**Problem description:**
Exact duplicates of all the records are needed.

*** Data to examine ***

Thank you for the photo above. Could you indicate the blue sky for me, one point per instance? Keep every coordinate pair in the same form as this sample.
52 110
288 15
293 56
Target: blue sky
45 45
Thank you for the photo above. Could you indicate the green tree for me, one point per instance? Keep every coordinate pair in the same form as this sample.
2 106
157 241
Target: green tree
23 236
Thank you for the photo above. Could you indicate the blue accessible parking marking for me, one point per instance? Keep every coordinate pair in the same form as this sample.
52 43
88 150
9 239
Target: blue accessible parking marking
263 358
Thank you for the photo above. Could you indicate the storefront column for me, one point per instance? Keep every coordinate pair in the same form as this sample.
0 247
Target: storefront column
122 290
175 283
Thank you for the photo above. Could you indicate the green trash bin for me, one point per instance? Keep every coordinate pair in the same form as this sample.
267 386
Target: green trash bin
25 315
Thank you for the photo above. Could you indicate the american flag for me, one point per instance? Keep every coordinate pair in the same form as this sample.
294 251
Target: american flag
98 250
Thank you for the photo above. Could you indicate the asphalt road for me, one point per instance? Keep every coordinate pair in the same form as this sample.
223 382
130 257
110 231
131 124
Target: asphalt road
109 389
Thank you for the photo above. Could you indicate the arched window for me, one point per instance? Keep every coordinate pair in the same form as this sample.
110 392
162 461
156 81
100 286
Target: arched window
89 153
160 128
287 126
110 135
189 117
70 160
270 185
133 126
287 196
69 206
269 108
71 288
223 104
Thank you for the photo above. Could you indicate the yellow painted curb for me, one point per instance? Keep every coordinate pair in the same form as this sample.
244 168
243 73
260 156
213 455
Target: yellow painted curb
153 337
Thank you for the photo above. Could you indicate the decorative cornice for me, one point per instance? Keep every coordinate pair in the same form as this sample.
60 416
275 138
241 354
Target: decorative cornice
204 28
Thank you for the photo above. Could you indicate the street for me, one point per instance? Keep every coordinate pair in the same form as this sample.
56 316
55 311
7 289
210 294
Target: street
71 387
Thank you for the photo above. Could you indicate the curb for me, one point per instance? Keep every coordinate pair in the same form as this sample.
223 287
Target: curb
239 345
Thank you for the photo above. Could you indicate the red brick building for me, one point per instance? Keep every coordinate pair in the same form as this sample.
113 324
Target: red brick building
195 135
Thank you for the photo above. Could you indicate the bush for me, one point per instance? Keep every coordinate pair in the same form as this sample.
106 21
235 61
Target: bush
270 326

***

**Answer:**
Thank you for the photo above. Could you indicate the blue sky for me, one point per instance? Keep every coordinate pair in the same form as this sample.
52 110
288 15
293 56
Target: blue sky
45 45
Thank you for the photo above. Could you indicate the green tree for me, one point per instance? Keep every coordinate pair in the same form as this sample.
2 106
157 241
Target: green tree
23 236
Thank you for the photo above. Could you indicate the blue accessible parking marking for me, one point per instance? Keep every coordinate pair in the same form as this sample.
52 43
88 150
9 239
Target: blue accessible parking marking
263 358
Thank you for the photo above. Could you indicate the storefront column for me, one point per instance? Keep every coordinate pair in the same form as this sample.
0 247
Target: storefront column
122 290
175 283
Thank you for the photo above. Could you indicate the green trash bin for me, one point per instance? Keep every coordinate pair in the same form as this sample.
267 386
Target: green trash bin
25 315
Thank you for the photo above. Could you indicate the american flag for me, one point per instance? Keep every coordinate pair in the same form as this sample.
294 251
Target: american flag
98 250
Thank you for the photo above. Could you indicate the asphalt road for me, one point per instance? Keep every coordinate pair in the same form as this sample.
223 382
130 257
110 231
131 124
Target: asphalt road
109 389
Thank you for the photo above. Could you indicate the arched window for me, one point per instance? Keep every coordinate pair in the same form as this sample.
110 392
162 461
156 81
100 286
Target: arched window
89 153
160 128
287 126
110 135
189 117
70 160
270 185
133 126
287 196
69 206
269 108
71 288
223 104
Thank you for the photo above. Could you indicate the yellow painted curb for me, one point per instance? Keep every coordinate pair in the same form as this sample.
244 168
243 73
260 156
213 455
Target: yellow painted curb
153 337
Thank you for the photo above. Could you indicate the decorative cornice for me, one point per instance? Keep every coordinate pair in the same form as this sample.
60 416
275 138
241 354
Target: decorative cornice
204 28
Thank you for the photo above. Could you indicate the street for me, one point per instance? Keep every coordinate pair in the same form as this sample.
56 316
55 311
7 289
210 294
Target: street
71 387
Thank you for the photo above. Could you indicate the curb for me, one point per instance? Keep every coordinate pair in the same form as this sample.
223 287
Target: curb
239 345
Thank you for the photo above. Could you indicate the red brick building for me, one point per instance? Keep every coordinate pair in the same form as this sample.
113 324
Target: red brick building
195 135
Thank you for the photo above. Could you indicate the bush for me, one point per instance? Keep every coordinate pair in the same form as this sample.
106 21
235 61
Target: bush
270 326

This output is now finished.